Anlaşılmak, haklı bulunmak ve huzurum için çözümler aranması nasıl iyi geldi. Gidip sarılmak istedim kendisine,itiraf edeyim.

Bu gün ofise bekliyordu beni. Malum home ofis çalışıyorum ben. Nolur gelin birlikte çalışalım da ortamın güzelliği sizin stresinizin önüne geçsin,iyi gelsin dedi.

Yok dedim. Bu hafta olmaz. Ben kendimi biliyorum,siz de beni. Ama bilmeyene anlatmaya gücüm yok şimdi.

Eğer gitse idim,gözlerinin içine bakıp çok teşekkür edecektim.

İllaki gideceğim,illaki o teşekkürü yüz yüze edeceğim.

Belki bambaşka şeyler olacak zaman içinde. Belki kızacağız birbirimize,belki hatalarımızı göreceğiz,göstereceğiz. Sesler yükselecek,ya da tavırlar alacağız. Her şey olabilir. Sonsuz olasılıkta yaşıyoruz bunu ben çok iyi anladım. Ama o güne dair hissettiklerim baki. O çok başka bir his çünkü. Şöyle anlatayım size; halamın cenazesinde karşımda duran o kişiye bakıp ilk göz yaşımı döktüğümde hissetiklerimle aynı his işte. Sonra olan her şeyde hep o şefkat duygusunu hatırladım O gün o an bana hissettirdiklerinden dolayı ona çok uzun bir süre asla kızamadım,kıyamadım.
Sonrasını boş verin. Olacak olanın önüne geçmek gibi bir gücümüz asla yok.
Amaann ne diyorum ben yahu. Yat uyu işte. Hem zaten yarın yapılacak öyle çok iş var ki. Bugün gelme sözü verilen maaş dosyamda hesaplanır belki.
Birileri ses etmemi bekliyor çok belli. Sabrımın sınırlarından haberi olsa bunu yapar mı ki.

▶ Verilen Görev: İş yerinde görülen anlayışı anlatan kişisel yazının devamını, son cümlesinden sonrasını sürdürecek biçimde yazınız.

▶ Sağlanan Malzeme:
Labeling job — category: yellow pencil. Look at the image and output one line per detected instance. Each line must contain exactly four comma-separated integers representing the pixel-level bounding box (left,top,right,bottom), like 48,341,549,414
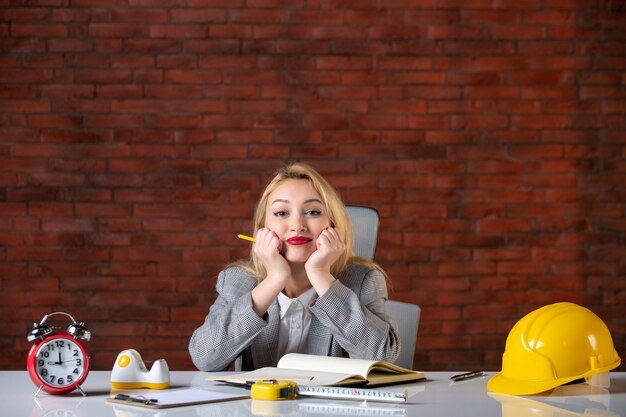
237,235,256,243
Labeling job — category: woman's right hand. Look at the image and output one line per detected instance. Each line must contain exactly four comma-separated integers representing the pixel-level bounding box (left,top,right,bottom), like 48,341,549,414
253,228,291,286
251,228,291,317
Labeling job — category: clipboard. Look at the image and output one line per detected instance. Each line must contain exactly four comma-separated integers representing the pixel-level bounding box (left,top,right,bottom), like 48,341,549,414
107,388,250,409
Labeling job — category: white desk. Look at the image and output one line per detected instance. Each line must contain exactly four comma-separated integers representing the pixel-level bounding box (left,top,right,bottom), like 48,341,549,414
0,371,626,417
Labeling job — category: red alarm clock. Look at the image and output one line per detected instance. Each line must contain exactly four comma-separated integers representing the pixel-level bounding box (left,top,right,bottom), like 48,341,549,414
26,311,91,396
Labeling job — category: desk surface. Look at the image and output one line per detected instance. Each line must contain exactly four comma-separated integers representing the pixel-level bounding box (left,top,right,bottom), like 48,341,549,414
6,371,626,417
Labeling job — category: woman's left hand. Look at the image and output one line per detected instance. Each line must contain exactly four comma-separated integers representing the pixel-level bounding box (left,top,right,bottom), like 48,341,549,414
304,227,346,279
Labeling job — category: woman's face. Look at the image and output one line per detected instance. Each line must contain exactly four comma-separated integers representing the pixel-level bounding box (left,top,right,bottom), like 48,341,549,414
265,179,331,262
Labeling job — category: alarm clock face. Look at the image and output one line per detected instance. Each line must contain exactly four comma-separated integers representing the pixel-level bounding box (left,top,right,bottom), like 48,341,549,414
28,334,89,394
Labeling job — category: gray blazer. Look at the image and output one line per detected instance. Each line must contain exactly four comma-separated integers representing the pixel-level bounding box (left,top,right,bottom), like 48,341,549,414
189,264,400,371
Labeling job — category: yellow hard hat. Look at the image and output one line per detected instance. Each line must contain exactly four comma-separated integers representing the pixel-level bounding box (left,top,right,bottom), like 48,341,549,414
487,303,621,395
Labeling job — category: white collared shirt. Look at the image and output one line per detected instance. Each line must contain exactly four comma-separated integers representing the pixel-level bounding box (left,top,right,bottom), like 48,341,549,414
278,288,317,358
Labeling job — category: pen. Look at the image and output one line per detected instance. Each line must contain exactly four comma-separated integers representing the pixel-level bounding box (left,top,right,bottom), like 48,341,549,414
237,235,256,243
450,371,485,382
114,394,159,405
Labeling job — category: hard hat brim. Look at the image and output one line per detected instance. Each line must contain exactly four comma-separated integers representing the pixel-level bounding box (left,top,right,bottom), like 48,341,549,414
487,372,580,395
487,357,622,395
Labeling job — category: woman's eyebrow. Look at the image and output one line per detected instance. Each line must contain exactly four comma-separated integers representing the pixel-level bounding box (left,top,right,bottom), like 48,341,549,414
304,198,322,204
272,198,289,204
272,198,322,204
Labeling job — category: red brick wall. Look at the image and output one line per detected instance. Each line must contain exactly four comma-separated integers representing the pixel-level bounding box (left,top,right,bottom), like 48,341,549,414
0,0,626,370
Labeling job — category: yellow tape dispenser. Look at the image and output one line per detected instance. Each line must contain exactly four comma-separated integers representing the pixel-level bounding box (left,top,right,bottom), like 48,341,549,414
250,379,296,401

▶ Yanıt:
---------------

Pazartesi yepyeni bir başlangıç yapıyoruz. İlk iş gününüz olacak hazır mısınız demişti. Değilim deyince ben,kısa süre duraksamış ve size çikolata gönderiyim mi kutlama yapalım demişti. O diktatör adam nasıl bu kadar yüzümü güldürebildi ben hala şaşkınım. Allah'ım nolur, güzel olan her şeyi katlayarak çoğalt. Olumsuz kişi ve olaylardan fersah fersah uzak tut.

30 Temmuz 2022 Cumartesi

Neler Oldu Neler; İstifalar İşe Alımlar

 Zor bir ay geçiyor. Daha doğrusu bir kaç böyle.

Hayat.

Altını da üstünü de gösteriyor insana ki şükretmesini bilelim olduğumuz halin diye.


....


Çok yakınlarımdan bir iki kişi bilir ki iş ortamında zaman zaman problemler yaşarım. Sustuğum için de kabahatlı benim,konuşup bir şeylere karşı çıktığım için de.

Biliyorum her zaman haklı değilim. Amma emin olduğum tek bir şey var ki kendimi asla ezdirmem.

Son aylarda tam tersi oldu.  Pek güzel ezdirdim. bu niye böyle denmeden bu böyle olmaz dedi. Bunu böyle yap yoksa iptal ederim işini dedi. İş iptal olursa da sorumlusu sensin diye her gün her görüşmede ekledi.

Elimden gelenin en iyisini yapıp sustum. Hep sustum. Dün.

Bam telimin koptuğu noktaya geldim. Ok yaydan çıktı. Neler neler oldu şu 10 senede de hiç bir fırlamamıştı ok yayından. Sabrım çok kez taşmış,az ağlamamış,pek çok da tartışma yapmış ama hiç işten çıkma lafı etmemiştim çok kez bunu içimden geçirmeme rağmen.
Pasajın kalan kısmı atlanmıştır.